L’emofilia A è dovuto a deficit del fattore 8, si trasmette con ereditarietà recessiva legata al sesso, ha una prevalenza di circa 1 su 50000 ed è quattro volte più frequente rispetto all’emofilia B. Il gene è localizzato nella parte terminale del braccio lungo del cromosoma X, di conseguenza il maschio affetto da emofilia ha un deficit grave e può ricevere l’alterazione solo dalla madre emofilia asintomatica, mentre una donna può presentare una espressione di gravità variabile in base al processo di Lyonizzazione del cromosoma X. In base all’attività plasmatica del fattore 8 si distingue una forma grave (<1%), moderata (<5%), lieve (dal 30 al 50%). L’emofilia A grave si manifesta entro il primo anno di vita con gravi emorragie spontanee intramuscolari,nei tessuti molli e negli organi parenchimale. L’anamnesi familiare o quella personale getta le basi del sospetto di emofilia A, che viene confermata dall’allungamento del tempo APTT, mentre il tempo di protrombina e il tempo di sanguinamento sono normali. Il successivo dosaggio del fattore 8 specifico il grado e il tipo di deficit. La biologia molecolare utilizzando el sonde molecolari permette la caratterizzazione del difetto genetico anche nelle eterozigoti. Le tecniche della PCR e della sequenzazione diretta del DNA permettono l’identificazione della singola mutazione a carico del gene F8. Alcune malattie di tipo autoimmune (LES, artrite reumatoide, ect) e alcune gammapatie monoclonali possono indurre la produzione di inibitori del F8 con un deficit simile all’emofilia A. Nella donna in gravidanza è possibile effettuare una diagnosi precoce nel feto mediante analisi dei villi coriali tra la nona e la dodicesima settimana di gestazione.
L’emofilia B è dovuta a un deficit congenito a carico del fattore 9 o PTCD. Le modalità di trasmissione del deficit sono identiche a quelle dell’emofilia A e clinicamente si riconoscono una forma grave, una forma moderata e una lieve. La prognosi dell’emofilia B è uguale all’emofilia A. L’emofilia B si presenta con un allungamento del tempo di coagulazione dell’APTT, mentre il tempo di protrombina risulta nel range di riferimenti. La diagnosi differenziale con l’emofilia A deriva dal dosaggio dei F8 e F9, mentre il dosaggio immunologico permette di riconoscere la variante emofilia B+ dalla emofilia B-. Il riconoscimento della variante Leiden richiede anche la misura dei tempi di protrombina con varie tromboplastine.

SEZIONE DATI:
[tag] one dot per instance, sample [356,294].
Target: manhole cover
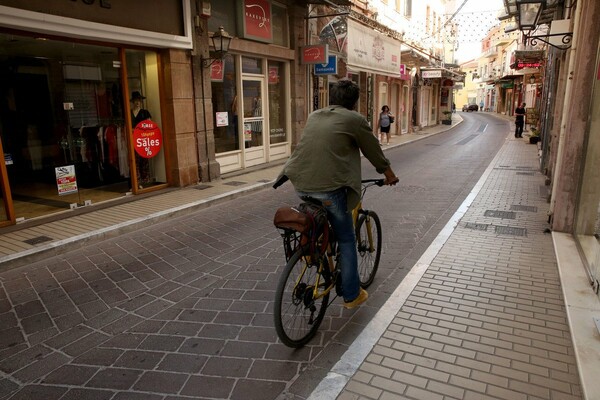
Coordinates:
[519,207]
[509,230]
[500,214]
[38,240]
[202,187]
[477,227]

COMPITO: Scrivi la prosecuzione del testo sull'emofilia A e B, a partire da subito dopo la sua ultima frase.

RISPOSTA:
La malattia di Von Willebrand o pseudoemofilia ereditaria, è un disordine coagulativo dovuto a deficit qualitativi o quantitativi della glicoproteina multimerica plasmatica a trasmissione ereditaria di tipo autosomico dominante con penetranza variabile anche all’interno di una stessa famiglia. La sintomatologia clinica è data da manifestazioni emorragiche da difetto dell’emostasi primaria, che possono essere spontanee (epistassi, metrorragie), traumatiche o da intervento chirurgico. Un deficit dovuto al VWF causa un allungamento del tempo di sanguinamento che esplora l’interazione tra le piastrine e l‘endotelio e viene misurato sperimentalmente con il test del cofattore ristocetinico che utilizza un antibiotico quale la ristocetina in grado di attivare il dominio molecolare del VWF responsabile del legame con la glicoproteina Ib. Con i soli dati di laboratorio è problematico distinguere fra forme clinicamente poco rilevanti e forme più gravi.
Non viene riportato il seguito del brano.